### EXERCISE A
In the Bangkok Post article on Aids, what minimum number of Aids cases in Burma has the United Nations estimated?
### EXERCISE B
Write the next paragraph of the Bangkok Post article on Aids, picking up after its final sentence.

### TEXT PASSAGE
=== Section Start ===

Bangkok Post - January 7, 2001
The dangers of denial have long been discussed and generally accepted by medical authorities. Indeed, Thailand has often been praised for the quality of its anti-Aids programmes through education. But the field study by Johns Hopkins University is one of the first, and extremely compelling pieces of evidence of just how important it is to let people know the truth about Aids.
Thailand went through a period of denial after the first outbreak of the epidemic. Before authorities recognised the dangers of Aids, tens of thousands of citizens were already infected. Since then, a coalition of government and private groups has fought HIV/Aids in a responsible way. Thailand has not defeated this epidemic, but the growth of Aids in our country has stopped.
That modest achievement is at risk. The influx of refugees and illegal workers is not directly to blame. Rather, it is the inability of the Burmese regime to accept the fact of a major epidemic. In recent weeks, members of the Rangoon dictatorship have again announced that Burma cannot have an Aids problem, because their people do not practice illicit sex. The Johns Hopkins study fills in the missing pieces. It proves that Burmese are uninformed or misinformed about Aids by their leaders.
Such blindness would be sad if it were not so dangerous. Diseases know no borders, and neither HIV nor Aids recognises races or nationality. Yet, Burma allows no school classes on Aids, prohibits the promotion of condoms and bars all health studies by international experts. The United Nations has estimated Burma has a minimum of 700,000 Aids cases and 50,000 deaths. There is no way to verify these figures, but no one any longer believes the Burmese regime's denials.

=== Section End ===

[Spatial localization data]
=== Section Start ===

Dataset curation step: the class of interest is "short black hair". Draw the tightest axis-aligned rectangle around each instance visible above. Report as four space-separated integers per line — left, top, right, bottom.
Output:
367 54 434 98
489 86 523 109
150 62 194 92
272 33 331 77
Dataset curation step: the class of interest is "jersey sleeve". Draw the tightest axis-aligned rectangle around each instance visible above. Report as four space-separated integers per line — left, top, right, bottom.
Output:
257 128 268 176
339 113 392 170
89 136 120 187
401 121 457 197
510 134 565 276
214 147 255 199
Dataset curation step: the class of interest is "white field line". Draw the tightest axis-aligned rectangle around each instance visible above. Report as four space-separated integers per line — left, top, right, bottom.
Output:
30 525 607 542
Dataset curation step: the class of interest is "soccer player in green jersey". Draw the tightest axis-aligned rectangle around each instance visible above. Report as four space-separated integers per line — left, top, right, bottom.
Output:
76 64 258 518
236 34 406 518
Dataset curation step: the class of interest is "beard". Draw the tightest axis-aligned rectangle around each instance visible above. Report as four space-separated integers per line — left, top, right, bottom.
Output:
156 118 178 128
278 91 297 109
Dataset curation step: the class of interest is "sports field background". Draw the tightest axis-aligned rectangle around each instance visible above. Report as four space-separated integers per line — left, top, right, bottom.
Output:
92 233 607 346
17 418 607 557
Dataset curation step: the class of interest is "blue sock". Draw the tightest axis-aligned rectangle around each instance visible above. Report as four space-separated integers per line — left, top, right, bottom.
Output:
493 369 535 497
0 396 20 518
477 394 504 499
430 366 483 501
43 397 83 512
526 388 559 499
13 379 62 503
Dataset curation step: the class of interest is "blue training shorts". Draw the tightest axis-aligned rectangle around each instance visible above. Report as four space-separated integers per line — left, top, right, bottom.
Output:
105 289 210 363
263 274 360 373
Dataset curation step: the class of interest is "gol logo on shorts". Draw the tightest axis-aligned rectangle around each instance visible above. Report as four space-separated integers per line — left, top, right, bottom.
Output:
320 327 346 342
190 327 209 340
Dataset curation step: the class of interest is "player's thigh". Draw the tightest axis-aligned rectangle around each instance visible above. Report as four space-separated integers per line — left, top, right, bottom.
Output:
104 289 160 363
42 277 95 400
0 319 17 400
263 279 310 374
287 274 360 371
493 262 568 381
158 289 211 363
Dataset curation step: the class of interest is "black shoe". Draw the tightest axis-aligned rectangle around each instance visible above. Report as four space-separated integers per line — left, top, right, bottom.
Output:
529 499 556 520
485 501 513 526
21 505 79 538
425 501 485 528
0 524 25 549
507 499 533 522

=== Section End ===

### ANSWER SPACE A
At least 700,000 Aids cases.

### ANSWER SPACE B
Many believe that Burma is a victim of its own policies. Denial is deeply steeped in the political system. The military junta must deny its close associations with the drug trade-and therefore is forced to deny that there is a serious drug addiction problem among Burmese. Therefore, as the denial-lie becomes larger, there are no needle-sharing drug addicts of Rangoon, Mandalay and other cities. And they cannot spread Aids through their needles or their after-drugs sex.
The Johns Hopkins study among Burmese workers in Thailand showed that 85% of married women had never seen a condom. A shocking 13% of all the men had never used a condom, even once. More than half believed that birth control pills would prevent Aids.
This is the attitude that Burmese bring to Thailand. More importantly, this is the knowledge that all Burmese have in their own country. It may be worse than that. There is no way to tell how many of the Burmese picked up even their tiny amount of education about Aids in Thailand.
The Burmese regime will pay dearly for suppressing information and education about Aids. But there will not just be Burmese victims. The neighbours of Burma, including Thailand, are at risk. Even a fast change on Aids, along with an educational programme, will solve little.
The Burmese dictators must stop promoting and profitting from the drug trafficking. This is the root of the country's political, social and health problems. So long as the regime is locked into a dependency on drug-dealing political allies, it is not free to work on the nation's most serious difficulties.